Task details -
Report how many lines of the listing below contain the string "white". Give only the number.

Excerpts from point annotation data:
══════════

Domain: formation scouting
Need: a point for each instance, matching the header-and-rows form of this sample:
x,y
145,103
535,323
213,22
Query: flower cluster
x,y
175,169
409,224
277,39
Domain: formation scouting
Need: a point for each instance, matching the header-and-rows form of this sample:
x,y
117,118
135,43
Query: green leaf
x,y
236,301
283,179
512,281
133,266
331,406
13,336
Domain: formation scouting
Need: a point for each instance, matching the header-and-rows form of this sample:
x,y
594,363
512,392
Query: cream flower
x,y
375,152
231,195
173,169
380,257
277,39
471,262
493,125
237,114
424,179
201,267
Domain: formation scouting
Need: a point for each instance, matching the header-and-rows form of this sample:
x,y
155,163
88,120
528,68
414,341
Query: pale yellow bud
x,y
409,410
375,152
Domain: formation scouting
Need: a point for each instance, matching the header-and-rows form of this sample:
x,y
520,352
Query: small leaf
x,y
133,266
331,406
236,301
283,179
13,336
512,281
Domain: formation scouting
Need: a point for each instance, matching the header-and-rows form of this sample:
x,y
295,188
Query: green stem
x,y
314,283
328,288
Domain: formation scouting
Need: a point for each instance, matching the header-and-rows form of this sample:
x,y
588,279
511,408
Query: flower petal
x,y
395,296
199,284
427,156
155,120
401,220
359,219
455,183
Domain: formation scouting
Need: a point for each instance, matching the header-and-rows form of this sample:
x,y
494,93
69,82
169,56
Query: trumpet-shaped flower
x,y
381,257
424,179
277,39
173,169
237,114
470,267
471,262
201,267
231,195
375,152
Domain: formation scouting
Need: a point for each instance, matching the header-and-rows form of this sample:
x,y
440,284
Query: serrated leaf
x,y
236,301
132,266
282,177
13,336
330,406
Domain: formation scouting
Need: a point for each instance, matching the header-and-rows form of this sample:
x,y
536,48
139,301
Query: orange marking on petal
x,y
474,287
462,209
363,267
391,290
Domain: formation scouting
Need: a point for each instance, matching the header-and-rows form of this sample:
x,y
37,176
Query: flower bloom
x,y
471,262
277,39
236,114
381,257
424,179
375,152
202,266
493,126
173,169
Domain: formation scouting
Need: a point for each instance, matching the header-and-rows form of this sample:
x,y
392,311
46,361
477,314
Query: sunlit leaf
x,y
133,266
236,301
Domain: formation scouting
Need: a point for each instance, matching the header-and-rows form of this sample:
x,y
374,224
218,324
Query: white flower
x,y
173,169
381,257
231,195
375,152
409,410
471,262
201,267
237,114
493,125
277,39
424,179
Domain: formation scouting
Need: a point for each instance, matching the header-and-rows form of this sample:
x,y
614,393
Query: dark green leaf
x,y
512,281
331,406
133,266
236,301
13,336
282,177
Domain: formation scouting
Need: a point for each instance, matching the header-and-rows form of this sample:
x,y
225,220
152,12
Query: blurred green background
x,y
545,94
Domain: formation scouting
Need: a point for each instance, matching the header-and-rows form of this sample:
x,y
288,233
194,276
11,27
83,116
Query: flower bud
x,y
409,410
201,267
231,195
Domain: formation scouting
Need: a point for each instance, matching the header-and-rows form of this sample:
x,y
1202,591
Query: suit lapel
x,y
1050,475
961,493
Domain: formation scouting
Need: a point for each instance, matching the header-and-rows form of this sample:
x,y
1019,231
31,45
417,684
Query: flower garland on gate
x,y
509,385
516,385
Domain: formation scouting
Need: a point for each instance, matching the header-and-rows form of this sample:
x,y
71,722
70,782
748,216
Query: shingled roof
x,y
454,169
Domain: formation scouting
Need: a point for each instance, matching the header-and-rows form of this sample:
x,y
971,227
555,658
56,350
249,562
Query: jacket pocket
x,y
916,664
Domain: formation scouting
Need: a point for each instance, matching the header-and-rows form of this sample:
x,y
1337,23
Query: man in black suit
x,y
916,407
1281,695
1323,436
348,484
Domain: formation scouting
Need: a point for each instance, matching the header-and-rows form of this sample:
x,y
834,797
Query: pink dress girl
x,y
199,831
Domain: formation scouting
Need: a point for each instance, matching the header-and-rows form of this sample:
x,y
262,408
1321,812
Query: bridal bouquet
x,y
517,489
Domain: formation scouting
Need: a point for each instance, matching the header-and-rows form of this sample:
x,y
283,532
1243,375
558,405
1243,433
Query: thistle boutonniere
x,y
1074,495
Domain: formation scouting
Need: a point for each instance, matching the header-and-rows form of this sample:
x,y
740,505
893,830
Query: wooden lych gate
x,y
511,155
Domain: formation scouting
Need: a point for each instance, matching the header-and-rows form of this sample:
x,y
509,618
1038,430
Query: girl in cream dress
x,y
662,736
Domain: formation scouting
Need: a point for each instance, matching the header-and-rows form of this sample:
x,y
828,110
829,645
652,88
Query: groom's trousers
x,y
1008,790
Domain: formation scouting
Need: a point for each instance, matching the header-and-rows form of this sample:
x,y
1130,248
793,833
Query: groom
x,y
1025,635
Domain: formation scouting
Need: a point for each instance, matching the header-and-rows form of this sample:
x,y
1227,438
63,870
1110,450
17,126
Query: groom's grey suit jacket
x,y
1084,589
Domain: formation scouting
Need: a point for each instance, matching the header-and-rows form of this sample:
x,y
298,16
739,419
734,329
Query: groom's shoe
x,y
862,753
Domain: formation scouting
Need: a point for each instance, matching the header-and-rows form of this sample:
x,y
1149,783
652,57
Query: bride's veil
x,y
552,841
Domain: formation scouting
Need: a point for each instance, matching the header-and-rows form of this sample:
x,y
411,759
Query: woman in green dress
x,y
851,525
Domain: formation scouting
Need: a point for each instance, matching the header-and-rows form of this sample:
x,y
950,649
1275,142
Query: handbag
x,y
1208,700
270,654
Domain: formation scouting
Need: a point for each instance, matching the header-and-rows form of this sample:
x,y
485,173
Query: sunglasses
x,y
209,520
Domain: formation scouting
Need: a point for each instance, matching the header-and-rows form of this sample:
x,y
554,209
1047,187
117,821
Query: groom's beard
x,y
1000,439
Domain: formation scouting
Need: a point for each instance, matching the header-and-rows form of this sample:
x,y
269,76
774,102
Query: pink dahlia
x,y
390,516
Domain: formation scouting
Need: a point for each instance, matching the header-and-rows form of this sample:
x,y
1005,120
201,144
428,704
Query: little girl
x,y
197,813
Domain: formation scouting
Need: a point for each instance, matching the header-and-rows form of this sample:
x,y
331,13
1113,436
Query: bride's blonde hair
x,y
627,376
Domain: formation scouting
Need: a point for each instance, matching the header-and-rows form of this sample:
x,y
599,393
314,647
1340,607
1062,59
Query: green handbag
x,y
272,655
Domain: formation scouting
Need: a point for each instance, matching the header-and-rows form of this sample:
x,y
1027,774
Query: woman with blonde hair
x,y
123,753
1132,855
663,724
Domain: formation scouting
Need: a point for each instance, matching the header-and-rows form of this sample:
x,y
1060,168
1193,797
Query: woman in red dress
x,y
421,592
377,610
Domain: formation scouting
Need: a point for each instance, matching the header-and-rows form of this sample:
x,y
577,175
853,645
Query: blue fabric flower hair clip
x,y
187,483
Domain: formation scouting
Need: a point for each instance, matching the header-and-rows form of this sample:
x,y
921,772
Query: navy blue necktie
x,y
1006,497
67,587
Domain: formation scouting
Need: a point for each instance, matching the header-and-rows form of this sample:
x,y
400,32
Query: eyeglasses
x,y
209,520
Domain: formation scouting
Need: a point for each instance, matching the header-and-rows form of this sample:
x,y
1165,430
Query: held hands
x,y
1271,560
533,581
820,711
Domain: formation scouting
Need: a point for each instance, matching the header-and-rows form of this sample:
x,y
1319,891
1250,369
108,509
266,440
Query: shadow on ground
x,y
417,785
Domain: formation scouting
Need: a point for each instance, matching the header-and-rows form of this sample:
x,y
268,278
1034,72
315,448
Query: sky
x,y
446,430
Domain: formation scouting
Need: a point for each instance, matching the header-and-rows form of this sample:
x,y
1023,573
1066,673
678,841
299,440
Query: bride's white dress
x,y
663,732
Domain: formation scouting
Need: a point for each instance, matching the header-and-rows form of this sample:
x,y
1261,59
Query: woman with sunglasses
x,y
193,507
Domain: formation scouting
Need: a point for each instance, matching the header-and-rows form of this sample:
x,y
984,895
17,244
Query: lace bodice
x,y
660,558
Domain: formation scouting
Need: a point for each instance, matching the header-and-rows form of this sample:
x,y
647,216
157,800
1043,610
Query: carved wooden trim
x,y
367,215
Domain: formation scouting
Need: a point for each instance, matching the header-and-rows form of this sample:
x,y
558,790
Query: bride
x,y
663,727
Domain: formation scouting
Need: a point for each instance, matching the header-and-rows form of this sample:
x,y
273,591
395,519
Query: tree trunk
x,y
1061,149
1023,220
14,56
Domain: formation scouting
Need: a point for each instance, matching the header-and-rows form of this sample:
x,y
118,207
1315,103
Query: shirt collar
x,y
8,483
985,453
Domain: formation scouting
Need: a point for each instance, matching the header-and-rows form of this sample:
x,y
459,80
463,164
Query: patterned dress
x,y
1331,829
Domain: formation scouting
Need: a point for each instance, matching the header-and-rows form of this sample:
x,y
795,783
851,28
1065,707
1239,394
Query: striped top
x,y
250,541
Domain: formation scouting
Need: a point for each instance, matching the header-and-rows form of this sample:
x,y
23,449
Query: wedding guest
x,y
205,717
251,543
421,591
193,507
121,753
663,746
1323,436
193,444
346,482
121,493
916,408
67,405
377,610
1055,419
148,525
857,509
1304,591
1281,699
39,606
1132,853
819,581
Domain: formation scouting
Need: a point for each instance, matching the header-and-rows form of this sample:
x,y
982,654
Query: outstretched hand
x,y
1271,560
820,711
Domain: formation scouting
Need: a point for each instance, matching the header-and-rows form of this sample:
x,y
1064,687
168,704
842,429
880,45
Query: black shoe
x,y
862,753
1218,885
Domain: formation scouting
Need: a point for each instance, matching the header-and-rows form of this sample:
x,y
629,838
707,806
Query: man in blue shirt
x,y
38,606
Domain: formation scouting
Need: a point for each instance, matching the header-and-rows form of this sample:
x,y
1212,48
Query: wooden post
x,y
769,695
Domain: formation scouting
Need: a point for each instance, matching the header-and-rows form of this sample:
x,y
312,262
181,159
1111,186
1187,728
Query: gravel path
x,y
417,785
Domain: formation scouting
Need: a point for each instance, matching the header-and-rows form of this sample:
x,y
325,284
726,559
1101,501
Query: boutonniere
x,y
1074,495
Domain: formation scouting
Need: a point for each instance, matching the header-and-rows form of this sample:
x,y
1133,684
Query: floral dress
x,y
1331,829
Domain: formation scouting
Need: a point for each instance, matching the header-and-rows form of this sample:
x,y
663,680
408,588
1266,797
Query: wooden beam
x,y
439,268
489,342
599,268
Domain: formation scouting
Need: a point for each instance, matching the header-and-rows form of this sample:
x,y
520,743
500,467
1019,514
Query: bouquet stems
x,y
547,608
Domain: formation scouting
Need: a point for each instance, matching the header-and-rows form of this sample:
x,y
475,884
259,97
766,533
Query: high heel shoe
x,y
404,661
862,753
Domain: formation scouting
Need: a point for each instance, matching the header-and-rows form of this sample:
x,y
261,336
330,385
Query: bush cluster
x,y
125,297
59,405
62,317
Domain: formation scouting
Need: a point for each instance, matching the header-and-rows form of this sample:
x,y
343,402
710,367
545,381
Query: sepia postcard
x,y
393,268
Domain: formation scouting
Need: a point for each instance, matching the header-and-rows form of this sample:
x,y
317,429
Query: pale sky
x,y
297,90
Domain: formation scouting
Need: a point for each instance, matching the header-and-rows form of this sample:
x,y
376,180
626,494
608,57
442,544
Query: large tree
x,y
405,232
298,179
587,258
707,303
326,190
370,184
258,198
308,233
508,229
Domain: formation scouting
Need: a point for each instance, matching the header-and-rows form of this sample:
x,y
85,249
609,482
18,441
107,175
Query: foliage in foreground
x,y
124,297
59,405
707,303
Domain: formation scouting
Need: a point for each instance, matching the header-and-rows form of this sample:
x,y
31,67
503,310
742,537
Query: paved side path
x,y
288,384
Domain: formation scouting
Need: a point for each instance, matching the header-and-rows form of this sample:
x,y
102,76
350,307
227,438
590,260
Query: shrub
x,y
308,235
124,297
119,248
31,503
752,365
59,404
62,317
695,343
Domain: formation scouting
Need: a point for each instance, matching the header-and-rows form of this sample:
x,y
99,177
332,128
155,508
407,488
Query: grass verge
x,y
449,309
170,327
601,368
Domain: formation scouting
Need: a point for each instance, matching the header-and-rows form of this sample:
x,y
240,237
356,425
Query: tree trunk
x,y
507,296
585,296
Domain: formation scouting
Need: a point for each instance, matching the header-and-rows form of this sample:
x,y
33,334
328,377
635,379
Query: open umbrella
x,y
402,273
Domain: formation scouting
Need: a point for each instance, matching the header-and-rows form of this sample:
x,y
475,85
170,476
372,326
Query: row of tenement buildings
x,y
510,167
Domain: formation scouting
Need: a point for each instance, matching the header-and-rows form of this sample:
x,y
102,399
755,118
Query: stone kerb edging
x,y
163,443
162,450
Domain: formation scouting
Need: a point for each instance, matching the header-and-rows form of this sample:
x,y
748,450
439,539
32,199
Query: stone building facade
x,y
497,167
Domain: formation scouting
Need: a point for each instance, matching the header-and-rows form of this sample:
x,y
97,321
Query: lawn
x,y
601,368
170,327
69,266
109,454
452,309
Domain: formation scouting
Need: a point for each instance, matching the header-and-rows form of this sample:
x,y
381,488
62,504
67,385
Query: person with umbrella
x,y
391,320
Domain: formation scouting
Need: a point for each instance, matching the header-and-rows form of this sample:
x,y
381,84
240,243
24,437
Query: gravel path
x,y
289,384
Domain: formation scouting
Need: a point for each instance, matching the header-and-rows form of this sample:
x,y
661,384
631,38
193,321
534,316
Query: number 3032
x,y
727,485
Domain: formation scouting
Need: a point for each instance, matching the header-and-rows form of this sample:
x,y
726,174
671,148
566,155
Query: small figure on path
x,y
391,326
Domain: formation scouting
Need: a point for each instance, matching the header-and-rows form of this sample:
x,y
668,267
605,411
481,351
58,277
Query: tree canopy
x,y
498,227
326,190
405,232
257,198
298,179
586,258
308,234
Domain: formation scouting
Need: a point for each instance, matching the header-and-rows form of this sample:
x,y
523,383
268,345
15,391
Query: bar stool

══════════

Result of this exercise -
2